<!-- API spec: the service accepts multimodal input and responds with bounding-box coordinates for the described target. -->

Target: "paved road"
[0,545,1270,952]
□ □ □ □
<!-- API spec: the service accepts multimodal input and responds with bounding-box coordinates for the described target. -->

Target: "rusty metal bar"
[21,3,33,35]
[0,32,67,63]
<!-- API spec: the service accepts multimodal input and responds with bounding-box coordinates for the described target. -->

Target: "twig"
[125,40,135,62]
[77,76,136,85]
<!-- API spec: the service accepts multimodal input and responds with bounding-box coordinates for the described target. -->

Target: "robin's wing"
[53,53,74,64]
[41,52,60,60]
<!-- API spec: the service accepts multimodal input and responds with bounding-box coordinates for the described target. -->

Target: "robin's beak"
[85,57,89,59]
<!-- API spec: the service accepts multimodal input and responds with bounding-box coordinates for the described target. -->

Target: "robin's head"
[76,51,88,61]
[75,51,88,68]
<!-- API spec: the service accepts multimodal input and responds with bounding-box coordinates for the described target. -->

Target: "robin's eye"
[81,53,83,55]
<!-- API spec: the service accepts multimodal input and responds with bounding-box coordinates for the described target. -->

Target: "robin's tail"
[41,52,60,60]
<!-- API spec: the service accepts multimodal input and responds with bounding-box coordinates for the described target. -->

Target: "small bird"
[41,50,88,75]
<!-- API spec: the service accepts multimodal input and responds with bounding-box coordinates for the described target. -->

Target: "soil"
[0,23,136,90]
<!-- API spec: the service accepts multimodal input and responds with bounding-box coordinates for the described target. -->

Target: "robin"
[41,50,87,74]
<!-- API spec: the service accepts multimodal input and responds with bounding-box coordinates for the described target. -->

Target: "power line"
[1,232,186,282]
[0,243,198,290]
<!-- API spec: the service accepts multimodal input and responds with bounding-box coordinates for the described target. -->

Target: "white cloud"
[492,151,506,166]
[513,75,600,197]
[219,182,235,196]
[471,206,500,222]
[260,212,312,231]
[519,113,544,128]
□ □ □ □
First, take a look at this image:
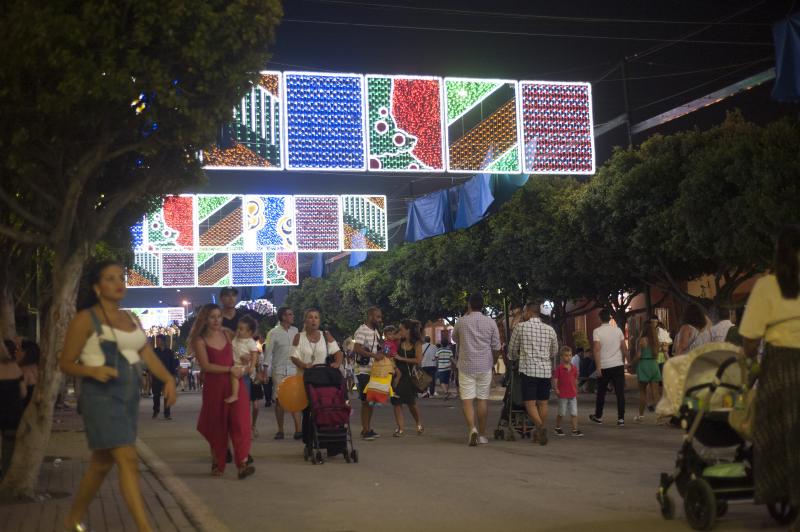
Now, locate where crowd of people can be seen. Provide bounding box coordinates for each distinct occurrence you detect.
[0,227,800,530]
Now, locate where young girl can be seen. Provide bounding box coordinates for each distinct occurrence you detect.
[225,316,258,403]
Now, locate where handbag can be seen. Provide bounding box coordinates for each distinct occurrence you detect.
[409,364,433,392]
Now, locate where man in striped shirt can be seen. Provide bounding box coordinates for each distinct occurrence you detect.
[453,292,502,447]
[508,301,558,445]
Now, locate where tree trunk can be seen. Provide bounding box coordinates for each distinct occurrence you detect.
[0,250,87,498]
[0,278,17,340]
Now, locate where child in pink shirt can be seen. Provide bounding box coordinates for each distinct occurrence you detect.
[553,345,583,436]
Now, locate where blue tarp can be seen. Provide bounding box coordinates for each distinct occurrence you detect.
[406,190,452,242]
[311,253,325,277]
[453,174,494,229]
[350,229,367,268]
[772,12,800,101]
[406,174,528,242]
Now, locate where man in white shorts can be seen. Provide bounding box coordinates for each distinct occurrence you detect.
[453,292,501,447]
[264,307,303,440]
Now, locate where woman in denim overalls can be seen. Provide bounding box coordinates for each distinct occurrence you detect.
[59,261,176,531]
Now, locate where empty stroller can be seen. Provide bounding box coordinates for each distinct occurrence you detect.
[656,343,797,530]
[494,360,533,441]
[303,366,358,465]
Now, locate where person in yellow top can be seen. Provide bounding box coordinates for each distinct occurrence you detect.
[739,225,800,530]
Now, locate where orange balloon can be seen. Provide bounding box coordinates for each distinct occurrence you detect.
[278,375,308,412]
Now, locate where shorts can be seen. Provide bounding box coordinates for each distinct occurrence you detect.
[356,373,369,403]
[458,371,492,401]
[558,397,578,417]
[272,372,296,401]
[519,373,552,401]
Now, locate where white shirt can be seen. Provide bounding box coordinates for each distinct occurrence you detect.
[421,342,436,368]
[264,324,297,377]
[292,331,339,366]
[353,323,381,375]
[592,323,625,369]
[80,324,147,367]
□ □ □ □
■ WORK TO BE COMPLETED ■
Reproduce the listing lines verbatim, from the line containing "Now, locate where blue" up to and including the line containing "[519,373,552,401]".

■ WRITTEN ANSWER ■
Now, locate where blue tarp can be seen. Provide bounding box coordinates for each distinct occurrence you detect.
[406,190,452,242]
[311,253,325,277]
[453,174,494,229]
[350,229,367,268]
[772,12,800,101]
[406,174,528,242]
Now, locate where man in white shorts can be seen. Provide bounding box coordinates for each distinct occurrence you detect.
[453,292,501,447]
[264,307,303,440]
Now, locate where woman in denim overalls can be seen. Provide bounding box coordinates for each distinct occurrence you detect.
[59,261,176,531]
Now, locate where empty stroller can be seen. Provide bounding box coordinates for each distinct occurrence you detect.
[656,343,797,530]
[494,360,533,441]
[303,366,358,465]
Now, locate where person in yellow top can be seen. Provide bounding box coordinates for each distinct occurrence you detect.
[739,225,800,530]
Now, locate where orange balloon can be seen. Provide bounding box coordinates for each distinct occurrence you detect.
[278,375,308,412]
Now, locate where shorts can be seen. Provide bounding box coordinates for each distinct occurrence you detect.
[356,373,369,403]
[458,371,492,401]
[558,397,578,417]
[272,372,296,401]
[519,373,552,401]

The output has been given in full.